**** DOCUMENT SECTION ****

A failing heating/cooling system can be the downfall of your house if not dealt with immediately. In today’s conditions, where the weather is often extreme and the days are frustrating without a working heating/cooling system at your home.
So, if you’re going through something similar to the above-described situation- one of the first things you’ll want to do is check up on the thermostat.
If you encounter a situation wherein your thermostat refuses to change settings, this is a bad sign.
In this case, it is likely that a malfunctioning thermostat is what is holding your heating/cooling system back. Thermostats are usually exposed to external conditions and are more susceptible to damage.
However, they are also responsible for your HVAC system, which makes even the slightest mistake on their part- well, a big deal.
Luckily, these little remotes are easy to handle and fix, so you probably do not need to call home a technician to help you sort the issue out.
Instead, using some tips as detailed below, you can self-learn what makes a thermostat go wrong, and how you can fix it.
How to recognize signs of a malfunctioning thermostat?
You might not always be able to realize your thermostat is failing because most units can give you some service even then.
You might chalk it up to a bad day, even. However, here are some signs to keep in mind that should instantly help you identify a failing thermostat.
The sooner you know, the sooner you can do something about it.
Programmable settings are lost
One of the first signs of a thermostat gone bad is eerily similar to the human body. Much like how you might lose all feeling and function in a broken arm, a broken thermostat loses its settings frequently. With programmable thermostats, users are used to scheduling their thermostats and leaving them for a long period of time.
If your thermostat keeps changing or losing these settings without any initiative on your part, something is wrong with your thermostat.
Changed Settings are not registered
You have another problem coming if you’re not able to control your thermostat at all. That is, if you’re changing the temperature, time, or any other setting, and receiving no signal from your thermostat, you have a problem.
Usually, most thermostats will respond to any changed setting with a small beep, or you will hear your heating/cooling system turn on and work before you experience the outcome yourself.

****

**WHAT IS BEING ASKED**
Carry on the article about malfunctioning thermostats, starting right after its last sentence.

**** DATASET EXTRACT ****

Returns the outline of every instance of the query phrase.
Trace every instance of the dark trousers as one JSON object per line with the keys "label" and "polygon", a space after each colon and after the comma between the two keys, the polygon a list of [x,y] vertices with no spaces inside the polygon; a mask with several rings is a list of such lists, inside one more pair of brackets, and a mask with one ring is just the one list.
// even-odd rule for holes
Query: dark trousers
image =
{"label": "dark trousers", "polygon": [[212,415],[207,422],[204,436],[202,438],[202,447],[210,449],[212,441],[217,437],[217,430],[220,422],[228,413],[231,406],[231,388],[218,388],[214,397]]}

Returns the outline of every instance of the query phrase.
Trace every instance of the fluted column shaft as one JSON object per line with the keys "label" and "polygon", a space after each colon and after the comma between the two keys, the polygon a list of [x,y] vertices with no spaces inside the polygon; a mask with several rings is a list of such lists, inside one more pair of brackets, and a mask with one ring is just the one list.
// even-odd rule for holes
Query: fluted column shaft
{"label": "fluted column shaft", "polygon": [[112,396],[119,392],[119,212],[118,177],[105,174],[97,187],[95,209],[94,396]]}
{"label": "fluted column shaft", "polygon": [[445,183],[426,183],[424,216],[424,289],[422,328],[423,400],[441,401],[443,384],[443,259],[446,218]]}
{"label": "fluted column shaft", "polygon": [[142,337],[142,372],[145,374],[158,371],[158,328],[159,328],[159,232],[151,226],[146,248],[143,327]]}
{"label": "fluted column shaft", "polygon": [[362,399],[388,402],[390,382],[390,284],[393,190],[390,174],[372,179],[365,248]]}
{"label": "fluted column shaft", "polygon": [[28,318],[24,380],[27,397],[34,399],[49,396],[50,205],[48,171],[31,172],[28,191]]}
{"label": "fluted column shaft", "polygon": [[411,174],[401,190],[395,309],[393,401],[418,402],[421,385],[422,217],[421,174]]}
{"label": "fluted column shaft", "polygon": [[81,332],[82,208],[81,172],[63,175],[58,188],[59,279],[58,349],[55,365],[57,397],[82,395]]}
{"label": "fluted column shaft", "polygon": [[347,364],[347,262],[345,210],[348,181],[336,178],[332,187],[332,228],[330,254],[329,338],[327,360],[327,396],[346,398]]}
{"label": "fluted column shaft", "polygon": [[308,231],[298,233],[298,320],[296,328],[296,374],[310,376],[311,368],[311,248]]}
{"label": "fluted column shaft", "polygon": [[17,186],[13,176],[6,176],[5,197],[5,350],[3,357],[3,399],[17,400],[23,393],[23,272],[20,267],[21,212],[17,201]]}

****

**FINAL RESULT**
However, if you change your temperature, and none of these things are happening, your thermostat needs to be checked.
The heating or Cooling System won’t power on
Naturally, one of the most obvious signs of a failing thermostat is it doesn’t work well with your heating/cooling system. Traditionally, a thermostat functions by sending signals back to the heating/cooling system, according to which the entire system is powered on and settings are changed, etc.
If your thermostat fails to turn on your HVAC system itself, and you hear no sign of life from your heat pump, furnace, or AC, it means that your thermostat isn’t working up to standard.
System Short Cycling
If you feel like your surroundings aren’t being heated or cooled enough, this could mean that your HVAC system has short cycled.
Short cycling is a process by which a heating/cooling system turns off early due to faulty sensory mechanisms on part of the thermostat and leads to insufficient heating or cooling throughout your home.
Why Your Thermostat Is Not Changing Temperature?: (Cause & Fixes)
All the signs above are quite problematic in themselves. But a thermostat that doesn’t reach its set temperature may have deeper underlying problems that you might want to examine.
Most of them have to do with a broken or incompatible thermostat, and the ideal solution sometimes could be the replacement of the thermostat entirely.
Still, if you want to specifically tackle the issue of your thermostat not reaching the set temperature, these are some causes you can attribute to it:
Your thermostat is broken
As mentioned, the most direct, plain, and simple cause behind the problem is that your thermostat is broken. For instance, if you have a programmable thermostat that keeps shutting off unexpectedly, or displays a temperature that differs from the temperature in your surroundings, all signs point to a broken thermostat.
One of the most common ways to identify a broken thermostat is to make note of temperature disparity. You could use a thermometer to check the room temperature, and see if it matches up to the numbers displayed on your thermostat. If there’s a clear difference, it is time to cash in a replacement.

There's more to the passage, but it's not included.